CHALLENGE 1
In the Semmy readme, what is the stable branch called that gets created when a release is made?
CHALLENGE 2
Continue the Semmy readme from the point where it stops.
=== SOURCE DOCUMENT ===
Semmy

Gem Version Dependency Status Build Status Coverage Status Code Climate

An opinionated set of rake tasks to maintain gems following semantic versioning principles.

Installation

Add development dependency to your gemspec:

# your.gemspec
s.add_development_dependency 'semmy', '~> 0.2'

Install gems:

$ bundle

Add the tasks to your Rakefile:

# Rakefile
require 'semmy'

Semmy::Tasks.install

Usage

Semmy defines a new task to prepare a release:

$ rake release:prepare

This task:

  • Removes the dev version suffix from the version file
  • Rewrites doc tags
  • Closes the section of the new version in the changelog.
  • Commits the changes

It is expected that a release task exists. Normally this tasks is provided by Bundler.

$ rake release

Semmy registers additional actions which shall be executed right after the release:

  • Creates a stable branch
  • Bumps the version to the next minor version with alpha version suffix.
  • Inserts an "Changes on master" section in the changelog.

Assumptions

Git Branches and Tags

Development happens directly on master or by merging pull requests. When a release is made, a stable branch called x-y-stable is created. Semmy relies on Bundler's release task to create version tags.
=== MATERIAL ===
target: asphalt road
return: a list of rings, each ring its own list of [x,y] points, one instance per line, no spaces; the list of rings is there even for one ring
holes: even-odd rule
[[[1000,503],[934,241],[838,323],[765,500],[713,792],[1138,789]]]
===
RESPONSE 1
x-y-stable

RESPONSE 2
Patch level versions are released via backports to the stable branches.

Version Suffix

The version in the gem's version file is increased in a separate commit right after release. The version always has an alpha suffix (i.e. 1.1.0.alpha), which is only removed in the last commit preparing the release. That way it is easy to see in a project's Gemfile.lock whether an unreleased version is used.

Patch level versions are expected to be released immediately after backporting bug fixes. So there are never commits with a version suffix on stable branches.

Doc Tags

Pull requests introducing new features, are expected to markup new code elements with a @since edge doc tag. When a release is prepared, edge is replaced with the current version string. That way pull request authors do not have to guess, which version will merge their commits.

Changelog

Unreleased changes are listed in a section at the top. When preparing a release this section is closed by placing a version heading above it and inserting a compare link. Changelog entries for patch level versions are only committed on the stable branches since they only backport bug fixes from master.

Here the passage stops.